Extracted text:
↓↓↓

Tackling the Taboo: Sexuality and Gender-Transformative Programmes to End Child, Early and Forced Marriages and Unions

The report was produced by the CEFM and Sexuality Programs Working Group: American Jewish World Service (AJWS), CARE, CREA, Global Fund for Women, Girls Not Brides: The Global Partnership to End Child Marriage, GreeneWorks, International Center for Research, on Women (ICRW), International Women's Health Coalition (IWHC), Nirantar Trust, Plan International, Population Council, and Promundo-US
"Control and regulation of sexuality - in particular adolescent girls' sexuality - is a critical and often unaddressed manifestation of gender inequality that exists in different cultural contexts and communities around the world."
"Tackling the Taboo" focuses on the need to address patriarchal control of adolescent girls' sexuality in the fight against child, early, and forced marriage and unions (CEFMU), and highlights the role played by gender-transformative approaches (GTAs). The report presents findings from a review of 23 organisations that work at the intersection of child marriage and sexuality, and includes 3 case studies that feature the work of grassroots organisations working in politically and culturally conservative contexts: Trust for Indigenous Culture and Health (TICAH) in Kenya, International Centre for Reproductive Health and Sexual Rights (INCRESE) in Nigeria, and The YP Foundation in India. The report is intended as a learning tool for practitioners, a guide for future research opportunities, a call to action for funders, and an advocacy tool for engaging in dialogue with policymakers and leaders.
The CEFM and Sexuality Programs Working Group explains that, in places where patriarchal gender norms are strictly enforced, people, especially girls and women, are constrained in their freedom to express their sexuality. Control of the female body is an important focal point of patriarchy - both contributing to and reinforced within CEFMUs. Thus, child marriage is an example of how women's and girls' life choices - down to the most intimate: of if, whom, and when to marry - are taken from them and controlled by others.

↑↑↑

Given data:
↓↓↓

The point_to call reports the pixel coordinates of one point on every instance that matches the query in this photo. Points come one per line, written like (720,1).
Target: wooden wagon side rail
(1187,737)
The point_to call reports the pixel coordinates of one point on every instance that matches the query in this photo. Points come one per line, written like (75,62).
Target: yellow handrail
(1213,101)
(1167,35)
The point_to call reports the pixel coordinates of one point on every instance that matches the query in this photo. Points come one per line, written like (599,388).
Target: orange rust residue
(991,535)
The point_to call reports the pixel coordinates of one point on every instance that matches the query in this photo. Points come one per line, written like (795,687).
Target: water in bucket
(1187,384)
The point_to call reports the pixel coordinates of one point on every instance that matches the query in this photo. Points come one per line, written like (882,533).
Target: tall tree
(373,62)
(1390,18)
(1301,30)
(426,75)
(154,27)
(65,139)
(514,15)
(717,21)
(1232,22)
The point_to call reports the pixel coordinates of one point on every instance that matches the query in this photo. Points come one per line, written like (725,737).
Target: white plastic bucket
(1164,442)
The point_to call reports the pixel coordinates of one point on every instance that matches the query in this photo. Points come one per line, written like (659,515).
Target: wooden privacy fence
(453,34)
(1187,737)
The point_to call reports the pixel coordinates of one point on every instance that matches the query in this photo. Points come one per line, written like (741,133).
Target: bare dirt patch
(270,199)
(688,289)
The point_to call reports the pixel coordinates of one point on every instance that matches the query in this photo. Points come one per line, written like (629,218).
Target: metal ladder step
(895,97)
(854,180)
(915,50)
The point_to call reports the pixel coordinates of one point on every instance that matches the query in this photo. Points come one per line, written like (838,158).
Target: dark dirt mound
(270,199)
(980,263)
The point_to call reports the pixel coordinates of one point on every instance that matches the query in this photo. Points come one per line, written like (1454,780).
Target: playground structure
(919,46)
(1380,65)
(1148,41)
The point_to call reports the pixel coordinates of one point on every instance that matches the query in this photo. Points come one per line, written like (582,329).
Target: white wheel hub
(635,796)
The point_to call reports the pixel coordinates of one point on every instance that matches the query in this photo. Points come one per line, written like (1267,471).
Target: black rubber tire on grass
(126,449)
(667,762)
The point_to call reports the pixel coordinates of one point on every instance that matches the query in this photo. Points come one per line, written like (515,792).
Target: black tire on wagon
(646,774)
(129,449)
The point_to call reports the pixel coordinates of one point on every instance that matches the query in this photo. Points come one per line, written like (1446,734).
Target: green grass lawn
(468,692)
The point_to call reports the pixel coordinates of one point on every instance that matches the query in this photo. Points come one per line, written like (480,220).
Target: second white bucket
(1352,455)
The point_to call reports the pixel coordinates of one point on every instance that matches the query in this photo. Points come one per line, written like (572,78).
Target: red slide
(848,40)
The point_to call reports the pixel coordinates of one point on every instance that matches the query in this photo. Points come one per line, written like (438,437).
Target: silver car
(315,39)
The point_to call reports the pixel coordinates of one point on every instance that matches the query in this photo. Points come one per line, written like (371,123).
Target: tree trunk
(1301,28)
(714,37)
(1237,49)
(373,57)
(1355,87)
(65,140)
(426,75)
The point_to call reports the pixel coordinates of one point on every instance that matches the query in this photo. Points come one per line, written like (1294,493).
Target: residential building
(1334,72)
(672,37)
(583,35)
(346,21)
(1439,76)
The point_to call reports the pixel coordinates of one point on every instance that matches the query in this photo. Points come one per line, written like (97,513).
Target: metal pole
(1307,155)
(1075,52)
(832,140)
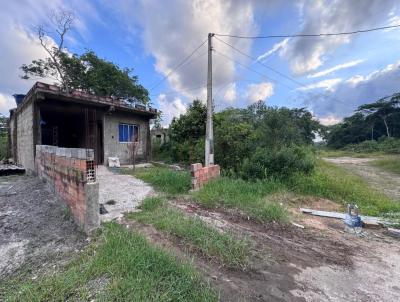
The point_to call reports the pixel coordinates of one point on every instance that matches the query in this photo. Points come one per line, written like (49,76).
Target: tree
(3,136)
(52,66)
(383,108)
(86,72)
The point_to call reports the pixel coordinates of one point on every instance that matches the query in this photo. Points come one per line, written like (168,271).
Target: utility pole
(209,150)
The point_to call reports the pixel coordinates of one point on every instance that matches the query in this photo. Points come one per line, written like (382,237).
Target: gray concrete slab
(120,193)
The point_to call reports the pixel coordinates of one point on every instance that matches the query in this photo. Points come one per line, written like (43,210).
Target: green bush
(280,164)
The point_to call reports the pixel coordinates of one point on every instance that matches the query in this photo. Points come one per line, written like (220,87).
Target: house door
(99,146)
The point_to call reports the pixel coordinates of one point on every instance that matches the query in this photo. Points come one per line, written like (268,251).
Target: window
(128,133)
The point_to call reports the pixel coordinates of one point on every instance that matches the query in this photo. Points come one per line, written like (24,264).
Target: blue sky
(336,74)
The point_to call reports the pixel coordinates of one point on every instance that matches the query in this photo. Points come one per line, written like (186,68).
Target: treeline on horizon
(374,122)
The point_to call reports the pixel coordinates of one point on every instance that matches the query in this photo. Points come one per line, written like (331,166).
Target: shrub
(280,164)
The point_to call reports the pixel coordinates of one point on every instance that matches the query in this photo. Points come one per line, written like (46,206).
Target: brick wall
(24,137)
(201,175)
(67,171)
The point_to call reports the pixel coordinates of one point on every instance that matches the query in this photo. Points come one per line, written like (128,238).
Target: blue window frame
(128,133)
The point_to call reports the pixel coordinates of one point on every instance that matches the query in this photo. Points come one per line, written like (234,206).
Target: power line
(276,71)
(178,65)
(311,35)
(251,69)
(262,64)
(180,91)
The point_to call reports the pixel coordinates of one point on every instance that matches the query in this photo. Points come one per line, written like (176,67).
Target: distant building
(160,135)
(49,116)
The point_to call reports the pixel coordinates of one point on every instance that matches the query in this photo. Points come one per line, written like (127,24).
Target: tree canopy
(86,72)
(246,140)
(369,122)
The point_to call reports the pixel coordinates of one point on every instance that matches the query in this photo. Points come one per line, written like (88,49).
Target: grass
(345,153)
(255,200)
(131,268)
(195,233)
(328,181)
(164,179)
(249,197)
(390,164)
(334,183)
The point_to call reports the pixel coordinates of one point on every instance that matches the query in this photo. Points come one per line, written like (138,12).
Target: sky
(330,76)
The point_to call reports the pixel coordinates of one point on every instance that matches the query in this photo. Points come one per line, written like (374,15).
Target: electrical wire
(276,71)
(251,69)
(179,91)
(176,67)
(310,35)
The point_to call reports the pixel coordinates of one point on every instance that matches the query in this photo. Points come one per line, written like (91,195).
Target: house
(48,116)
(160,135)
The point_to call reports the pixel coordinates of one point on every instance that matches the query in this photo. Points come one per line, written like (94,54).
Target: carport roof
(47,91)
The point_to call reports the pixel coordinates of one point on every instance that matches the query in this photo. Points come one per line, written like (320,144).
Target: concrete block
(113,162)
(195,167)
(90,154)
(92,218)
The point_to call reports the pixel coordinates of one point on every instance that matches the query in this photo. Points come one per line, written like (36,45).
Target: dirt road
(379,179)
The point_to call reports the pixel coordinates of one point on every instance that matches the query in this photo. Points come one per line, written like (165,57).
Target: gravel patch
(379,179)
(120,193)
(35,226)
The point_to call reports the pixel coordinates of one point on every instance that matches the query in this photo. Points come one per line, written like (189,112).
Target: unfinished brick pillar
(201,175)
(71,174)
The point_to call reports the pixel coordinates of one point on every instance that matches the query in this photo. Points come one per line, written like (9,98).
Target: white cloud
(6,103)
(230,93)
(328,85)
(329,120)
(358,90)
(325,16)
(170,30)
(261,91)
(170,108)
(19,44)
(276,47)
(335,68)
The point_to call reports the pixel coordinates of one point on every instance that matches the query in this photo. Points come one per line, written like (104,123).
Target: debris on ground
(298,225)
(113,162)
(371,220)
(394,232)
(11,169)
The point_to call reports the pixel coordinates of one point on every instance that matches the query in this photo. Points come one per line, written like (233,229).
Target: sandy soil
(120,193)
(35,229)
(382,180)
(318,263)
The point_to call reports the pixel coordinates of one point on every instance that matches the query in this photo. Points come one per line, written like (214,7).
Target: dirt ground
(388,182)
(318,263)
(36,231)
(120,193)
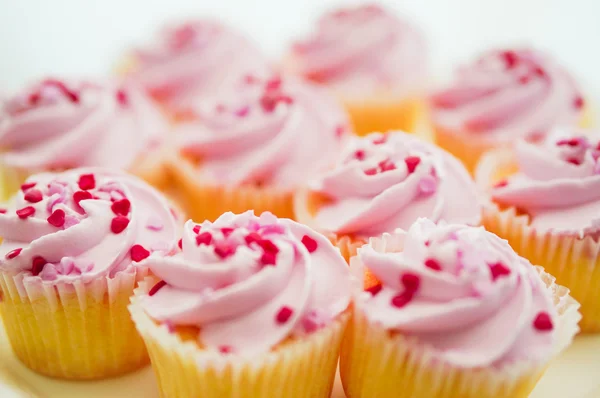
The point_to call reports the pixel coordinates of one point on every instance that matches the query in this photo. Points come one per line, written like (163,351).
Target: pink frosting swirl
(275,131)
(83,224)
(249,282)
(364,48)
(464,292)
(194,59)
(558,183)
(386,182)
(55,124)
(509,94)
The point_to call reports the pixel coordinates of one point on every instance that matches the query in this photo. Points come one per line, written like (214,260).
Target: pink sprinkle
(154,224)
(427,185)
(283,315)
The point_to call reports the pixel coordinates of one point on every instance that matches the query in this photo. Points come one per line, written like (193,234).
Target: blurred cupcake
(192,60)
(376,62)
(66,270)
(545,199)
(384,182)
(250,307)
(255,146)
(57,125)
(458,314)
(503,96)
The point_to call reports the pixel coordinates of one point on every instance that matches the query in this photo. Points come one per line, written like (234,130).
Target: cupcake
(503,96)
(67,270)
(250,307)
(375,61)
(255,146)
(544,198)
(458,314)
(192,60)
(384,182)
(55,125)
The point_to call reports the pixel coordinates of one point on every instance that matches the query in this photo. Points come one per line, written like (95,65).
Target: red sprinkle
(159,285)
(543,322)
(87,182)
(34,196)
(498,270)
(205,238)
(81,195)
(411,282)
(411,163)
(57,218)
(138,253)
(13,253)
(309,243)
(26,212)
(400,300)
(501,183)
(283,315)
(433,264)
(28,185)
(118,224)
(37,265)
(374,289)
(121,207)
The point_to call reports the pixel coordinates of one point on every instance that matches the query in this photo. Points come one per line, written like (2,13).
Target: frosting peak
(83,224)
(275,131)
(364,48)
(463,291)
(249,282)
(558,183)
(508,94)
(384,182)
(62,124)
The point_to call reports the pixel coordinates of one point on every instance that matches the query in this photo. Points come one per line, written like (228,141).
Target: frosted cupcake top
(56,124)
(364,49)
(275,132)
(190,60)
(83,224)
(464,292)
(249,283)
(509,94)
(558,182)
(384,182)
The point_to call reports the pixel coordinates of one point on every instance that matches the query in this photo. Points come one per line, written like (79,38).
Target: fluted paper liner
(574,261)
(300,368)
(206,201)
(380,363)
(76,331)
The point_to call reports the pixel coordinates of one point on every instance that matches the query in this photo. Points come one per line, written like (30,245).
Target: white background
(86,37)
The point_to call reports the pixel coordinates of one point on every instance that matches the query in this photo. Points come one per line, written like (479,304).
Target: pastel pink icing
(194,59)
(509,94)
(59,124)
(80,240)
(250,282)
(364,49)
(384,182)
(277,131)
(558,183)
(480,305)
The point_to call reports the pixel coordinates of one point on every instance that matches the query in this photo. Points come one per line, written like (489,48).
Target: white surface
(66,37)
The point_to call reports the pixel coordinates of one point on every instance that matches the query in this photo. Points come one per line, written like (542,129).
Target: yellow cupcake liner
(376,362)
(300,368)
(384,114)
(574,261)
(203,201)
(75,331)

↑↑↑

Problems and tasks:
- A) Write out the stretch of the child marriage report from "The CEFM and Sexuality Programs Working Group explains" through "controlled by others." again, switching "intimate" to "personal".
- B) According to the child marriage report, how many organizations did its review cover?

Results for each task:
- A)
The CEFM and Sexuality Programs Working Group explains that, in places where patriarchal gender norms are strictly enforced, people, especially girls and women, are constrained in their freedom to express their sexuality. Control of the female body is an important focal point of patriarchy - both contributing to and reinforced within CEFMUs. Thus, child marriage is an example of how women's and girls' life choices - down to the most personal: of if, whom, and when to marry - are taken from them and controlled by others.

- B) 23 organizations